◆ **What you will do**
Every line from the line containing "[pin] leg guard -- one per line" through the final line below is to be repeated exactly; no other line is.

◆ **Records to process**
* BEGIN *

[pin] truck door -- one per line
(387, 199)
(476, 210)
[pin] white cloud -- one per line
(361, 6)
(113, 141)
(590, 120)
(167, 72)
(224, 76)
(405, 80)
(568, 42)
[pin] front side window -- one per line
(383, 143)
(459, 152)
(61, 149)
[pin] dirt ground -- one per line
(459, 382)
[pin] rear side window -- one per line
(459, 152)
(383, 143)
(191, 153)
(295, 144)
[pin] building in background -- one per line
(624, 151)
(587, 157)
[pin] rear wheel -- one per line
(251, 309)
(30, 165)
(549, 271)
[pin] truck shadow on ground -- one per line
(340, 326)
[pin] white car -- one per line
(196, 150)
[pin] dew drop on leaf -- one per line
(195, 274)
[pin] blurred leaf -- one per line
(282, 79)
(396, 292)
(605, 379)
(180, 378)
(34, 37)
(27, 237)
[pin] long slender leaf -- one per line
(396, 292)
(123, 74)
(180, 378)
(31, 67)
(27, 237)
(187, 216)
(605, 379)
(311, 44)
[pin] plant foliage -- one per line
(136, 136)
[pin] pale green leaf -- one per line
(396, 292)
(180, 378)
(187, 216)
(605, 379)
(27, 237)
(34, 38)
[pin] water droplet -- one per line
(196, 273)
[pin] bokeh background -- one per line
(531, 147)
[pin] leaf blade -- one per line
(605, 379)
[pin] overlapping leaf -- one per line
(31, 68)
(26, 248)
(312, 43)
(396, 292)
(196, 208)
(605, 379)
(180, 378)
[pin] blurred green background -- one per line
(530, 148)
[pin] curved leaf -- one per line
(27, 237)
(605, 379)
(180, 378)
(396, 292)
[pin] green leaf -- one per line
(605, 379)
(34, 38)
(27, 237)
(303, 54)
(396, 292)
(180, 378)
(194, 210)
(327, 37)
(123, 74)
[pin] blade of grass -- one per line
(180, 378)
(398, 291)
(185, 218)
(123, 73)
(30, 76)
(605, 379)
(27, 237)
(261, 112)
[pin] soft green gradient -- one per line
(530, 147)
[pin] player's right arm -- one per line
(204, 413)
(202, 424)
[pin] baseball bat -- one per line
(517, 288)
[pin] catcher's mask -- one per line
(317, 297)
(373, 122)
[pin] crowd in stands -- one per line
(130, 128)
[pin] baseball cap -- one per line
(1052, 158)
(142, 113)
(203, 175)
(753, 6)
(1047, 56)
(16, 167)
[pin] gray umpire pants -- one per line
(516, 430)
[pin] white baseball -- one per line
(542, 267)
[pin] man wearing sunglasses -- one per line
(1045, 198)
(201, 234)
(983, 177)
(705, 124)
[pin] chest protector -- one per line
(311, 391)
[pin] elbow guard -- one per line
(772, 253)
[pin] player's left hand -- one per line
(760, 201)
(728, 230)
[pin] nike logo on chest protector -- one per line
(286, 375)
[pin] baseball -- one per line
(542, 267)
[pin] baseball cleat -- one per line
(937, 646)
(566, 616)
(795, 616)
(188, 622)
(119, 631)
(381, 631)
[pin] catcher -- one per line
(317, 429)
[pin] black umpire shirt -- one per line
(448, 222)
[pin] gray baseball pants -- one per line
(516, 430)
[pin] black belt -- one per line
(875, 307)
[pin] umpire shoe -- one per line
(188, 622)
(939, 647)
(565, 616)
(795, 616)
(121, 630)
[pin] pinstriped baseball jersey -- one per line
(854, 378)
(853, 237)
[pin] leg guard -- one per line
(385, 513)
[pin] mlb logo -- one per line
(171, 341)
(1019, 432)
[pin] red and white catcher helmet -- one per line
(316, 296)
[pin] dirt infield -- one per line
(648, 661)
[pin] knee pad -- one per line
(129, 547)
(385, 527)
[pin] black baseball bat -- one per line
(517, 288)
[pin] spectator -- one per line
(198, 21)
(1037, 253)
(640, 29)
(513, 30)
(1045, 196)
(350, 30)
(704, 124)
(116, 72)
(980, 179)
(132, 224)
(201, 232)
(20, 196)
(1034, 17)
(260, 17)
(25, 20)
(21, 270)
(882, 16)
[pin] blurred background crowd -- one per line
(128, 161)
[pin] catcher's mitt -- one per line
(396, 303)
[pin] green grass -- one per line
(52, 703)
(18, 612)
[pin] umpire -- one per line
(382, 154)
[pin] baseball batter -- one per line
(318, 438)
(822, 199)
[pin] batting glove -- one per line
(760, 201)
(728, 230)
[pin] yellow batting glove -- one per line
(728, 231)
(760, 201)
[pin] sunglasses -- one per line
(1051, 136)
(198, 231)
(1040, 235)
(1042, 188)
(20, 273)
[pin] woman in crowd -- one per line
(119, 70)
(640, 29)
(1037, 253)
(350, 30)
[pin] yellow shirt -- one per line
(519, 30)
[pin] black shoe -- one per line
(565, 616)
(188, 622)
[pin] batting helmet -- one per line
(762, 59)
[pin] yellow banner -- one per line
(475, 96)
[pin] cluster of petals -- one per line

* END *

◆ **Answer for the task**
[pin] leg guard -- one per line
(385, 513)
[pin] mlb logo -- one per line
(171, 341)
(1019, 432)
[pin] red and white catcher helmet -- one per line
(316, 296)
[pin] dirt infield -- one per line
(648, 661)
[pin] knee pad -- one per line
(129, 547)
(385, 527)
[pin] black baseball bat -- one per line
(517, 288)
[pin] spectator -- one per line
(198, 21)
(1037, 253)
(640, 29)
(513, 30)
(1045, 196)
(350, 30)
(704, 124)
(116, 72)
(980, 179)
(132, 224)
(201, 232)
(20, 196)
(1034, 17)
(260, 17)
(25, 20)
(21, 270)
(882, 16)
[pin] blurred background crowd -- one per line
(128, 161)
[pin] catcher's mitt -- one per line
(396, 303)
[pin] green grass -- one per line
(52, 703)
(18, 612)
[pin] umpire -- one per line
(382, 154)
[pin] baseball batter -- one per line
(318, 438)
(822, 199)
[pin] batting glove -- one per line
(760, 201)
(728, 230)
[pin] yellow batting glove -- one per line
(728, 231)
(760, 201)
[pin] sunglasses -- one per line
(1051, 136)
(198, 231)
(1040, 235)
(1042, 188)
(20, 273)
[pin] woman in crowd -- one per line
(119, 70)
(640, 29)
(1037, 253)
(350, 30)
[pin] yellow shirt -- one per line
(519, 30)
[pin] black shoe -- one per line
(565, 616)
(188, 622)
[pin] batting helmet -- one per line
(762, 59)
[pin] yellow banner -- one per line
(475, 96)
[pin] cluster of petals -- one per line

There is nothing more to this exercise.